+++ Page text

The planes determined by the equations $a x+b y+c z=d$ and $\alpha x+\beta y+\gamma z=\delta$

The goal is to demonstrate how to detect if two planes are perpendicular to one another.

The normal vector of the equation $a x+b y+c z=d$ is ${\mathbf{N}}_1=⟨a,b,c⟩$ and of the equation $\alpha x+\beta y+\gamma z=\delta$ is ${\mathbf{N}}_2=⟨\alpha ,\beta ,\gamma ⟩$

Only if and only if the planes' normal vectors are orthogonal are they considered orthogonal.

The normal vectors are orthogonal if and only if ${\mathbf{N}}_1·{\mathbf{N}}_2=0$

The orthogonal condition ${\mathbf{N}}_1·{\mathbf{N}}_2=0$ gives:

$$\begin{gathered} ⟨a,b,c⟩·⟨\alpha ,\beta ,\gamma ⟩=0 \\ a\alpha +b\beta +c\gamma =0\text{ (Dot Product) } \end{gathered}$$

Thus, the planes determined by the equations $a x+b y+c z=d$ and $\alpha x+\beta y+\gamma z=\delta$ are perpendicular if and only if $a\alpha +b\beta +c\gamma =0$

++++++

◆ **Set task a**
Copy out every line of the entries that contains the word "house", matching its case exactly.

+++ Records supplied

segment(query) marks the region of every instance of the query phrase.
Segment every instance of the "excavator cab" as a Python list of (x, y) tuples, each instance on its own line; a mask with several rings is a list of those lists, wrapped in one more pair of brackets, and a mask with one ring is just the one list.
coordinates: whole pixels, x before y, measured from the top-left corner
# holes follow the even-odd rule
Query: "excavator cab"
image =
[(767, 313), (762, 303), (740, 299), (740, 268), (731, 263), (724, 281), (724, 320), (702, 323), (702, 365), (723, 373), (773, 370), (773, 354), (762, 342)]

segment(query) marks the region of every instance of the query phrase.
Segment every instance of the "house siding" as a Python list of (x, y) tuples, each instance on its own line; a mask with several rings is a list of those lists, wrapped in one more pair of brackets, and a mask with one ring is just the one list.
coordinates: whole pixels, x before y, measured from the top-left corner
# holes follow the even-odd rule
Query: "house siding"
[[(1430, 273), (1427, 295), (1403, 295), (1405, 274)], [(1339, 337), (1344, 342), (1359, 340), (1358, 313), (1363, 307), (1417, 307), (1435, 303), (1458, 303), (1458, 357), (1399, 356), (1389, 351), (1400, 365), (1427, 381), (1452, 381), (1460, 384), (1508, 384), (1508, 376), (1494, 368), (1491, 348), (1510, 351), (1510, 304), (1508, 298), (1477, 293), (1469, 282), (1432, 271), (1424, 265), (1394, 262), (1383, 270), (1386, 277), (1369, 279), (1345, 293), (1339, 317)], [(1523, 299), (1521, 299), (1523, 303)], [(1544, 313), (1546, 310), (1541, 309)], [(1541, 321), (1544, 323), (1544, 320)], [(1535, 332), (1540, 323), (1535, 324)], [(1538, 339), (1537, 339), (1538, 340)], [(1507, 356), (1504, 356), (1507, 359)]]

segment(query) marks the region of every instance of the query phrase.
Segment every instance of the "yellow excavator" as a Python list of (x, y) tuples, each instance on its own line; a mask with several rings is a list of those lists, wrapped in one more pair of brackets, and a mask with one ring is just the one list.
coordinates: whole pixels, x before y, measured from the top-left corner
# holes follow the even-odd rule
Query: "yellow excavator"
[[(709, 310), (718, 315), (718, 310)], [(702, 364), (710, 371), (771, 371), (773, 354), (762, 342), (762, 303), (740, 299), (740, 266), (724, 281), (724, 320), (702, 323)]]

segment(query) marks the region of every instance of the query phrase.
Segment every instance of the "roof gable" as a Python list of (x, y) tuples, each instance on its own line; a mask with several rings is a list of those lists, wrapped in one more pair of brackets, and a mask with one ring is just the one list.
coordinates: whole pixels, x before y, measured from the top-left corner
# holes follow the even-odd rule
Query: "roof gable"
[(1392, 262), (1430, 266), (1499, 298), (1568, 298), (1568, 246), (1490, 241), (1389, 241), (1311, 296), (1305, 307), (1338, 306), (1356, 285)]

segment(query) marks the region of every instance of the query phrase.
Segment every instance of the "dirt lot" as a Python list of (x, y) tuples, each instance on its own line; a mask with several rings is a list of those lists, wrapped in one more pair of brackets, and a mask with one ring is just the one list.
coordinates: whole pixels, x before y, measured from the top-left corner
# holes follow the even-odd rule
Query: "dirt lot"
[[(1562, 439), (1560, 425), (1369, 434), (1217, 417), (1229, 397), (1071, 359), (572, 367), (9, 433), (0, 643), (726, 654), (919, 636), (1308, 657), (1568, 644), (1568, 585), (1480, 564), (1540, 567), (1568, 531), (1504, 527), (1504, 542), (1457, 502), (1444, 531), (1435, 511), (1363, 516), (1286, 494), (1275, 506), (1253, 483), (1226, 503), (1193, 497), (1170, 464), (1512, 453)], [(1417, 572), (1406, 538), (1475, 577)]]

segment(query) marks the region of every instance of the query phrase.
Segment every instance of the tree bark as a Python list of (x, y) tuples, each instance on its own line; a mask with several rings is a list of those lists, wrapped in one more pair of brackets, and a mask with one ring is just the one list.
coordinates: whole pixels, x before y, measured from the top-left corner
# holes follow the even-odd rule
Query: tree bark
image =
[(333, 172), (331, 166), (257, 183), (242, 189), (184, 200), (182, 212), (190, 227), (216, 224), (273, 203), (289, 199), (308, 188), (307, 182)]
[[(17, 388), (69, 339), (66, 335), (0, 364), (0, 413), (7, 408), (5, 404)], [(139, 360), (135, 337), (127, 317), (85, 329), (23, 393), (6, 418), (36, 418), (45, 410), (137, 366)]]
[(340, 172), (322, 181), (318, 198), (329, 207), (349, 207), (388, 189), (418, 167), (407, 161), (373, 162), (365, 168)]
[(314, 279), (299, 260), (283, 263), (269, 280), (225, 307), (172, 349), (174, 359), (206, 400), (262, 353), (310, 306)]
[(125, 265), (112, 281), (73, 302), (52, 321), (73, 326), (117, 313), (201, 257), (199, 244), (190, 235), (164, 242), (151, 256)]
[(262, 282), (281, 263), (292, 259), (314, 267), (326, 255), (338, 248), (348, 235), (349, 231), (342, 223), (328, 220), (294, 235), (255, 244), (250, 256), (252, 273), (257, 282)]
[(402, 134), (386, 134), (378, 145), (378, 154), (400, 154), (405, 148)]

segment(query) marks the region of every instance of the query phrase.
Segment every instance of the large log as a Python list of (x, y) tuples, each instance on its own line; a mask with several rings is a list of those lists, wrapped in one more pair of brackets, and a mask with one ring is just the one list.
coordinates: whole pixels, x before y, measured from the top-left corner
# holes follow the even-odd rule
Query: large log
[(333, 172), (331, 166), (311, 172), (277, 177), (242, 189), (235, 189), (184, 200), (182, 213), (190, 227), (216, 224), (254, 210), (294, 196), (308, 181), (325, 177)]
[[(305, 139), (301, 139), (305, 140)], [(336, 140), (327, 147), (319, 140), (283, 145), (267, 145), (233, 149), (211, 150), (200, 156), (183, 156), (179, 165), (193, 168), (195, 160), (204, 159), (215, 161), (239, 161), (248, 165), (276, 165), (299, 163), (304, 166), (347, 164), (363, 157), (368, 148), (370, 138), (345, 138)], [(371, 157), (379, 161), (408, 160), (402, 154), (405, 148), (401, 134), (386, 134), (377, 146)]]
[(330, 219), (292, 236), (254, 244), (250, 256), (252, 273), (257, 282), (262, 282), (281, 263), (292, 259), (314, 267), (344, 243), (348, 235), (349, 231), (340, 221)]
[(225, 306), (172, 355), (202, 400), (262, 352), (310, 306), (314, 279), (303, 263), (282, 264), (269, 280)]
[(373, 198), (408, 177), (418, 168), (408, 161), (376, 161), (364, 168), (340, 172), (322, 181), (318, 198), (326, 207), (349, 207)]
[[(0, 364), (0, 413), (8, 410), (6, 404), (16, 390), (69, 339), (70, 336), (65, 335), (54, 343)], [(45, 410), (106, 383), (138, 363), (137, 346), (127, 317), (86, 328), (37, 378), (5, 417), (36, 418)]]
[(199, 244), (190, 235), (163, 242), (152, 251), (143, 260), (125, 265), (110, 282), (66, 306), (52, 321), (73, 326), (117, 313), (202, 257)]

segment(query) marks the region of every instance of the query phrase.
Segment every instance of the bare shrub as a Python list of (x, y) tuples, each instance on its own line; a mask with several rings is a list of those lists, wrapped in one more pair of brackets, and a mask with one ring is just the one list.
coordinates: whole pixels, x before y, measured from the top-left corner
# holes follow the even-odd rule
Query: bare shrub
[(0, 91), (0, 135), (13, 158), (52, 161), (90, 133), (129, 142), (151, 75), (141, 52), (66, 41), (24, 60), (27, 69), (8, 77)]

++++++

◆ **Set task b**
According to the page on perpendicular planes, what condition on the coefficients makes the two planes perpendicular?

◆ **Written solution a**
Segment every instance of the "house siding" as a Python list of (x, y) tuples, each instance on its own line; a mask with several rings is a list of those lists, wrapped in one more pair of brackets, and a mask with one ring is just the one list.
Query: "house siding"

◆ **Written solution b**
aα + bβ + cγ = 0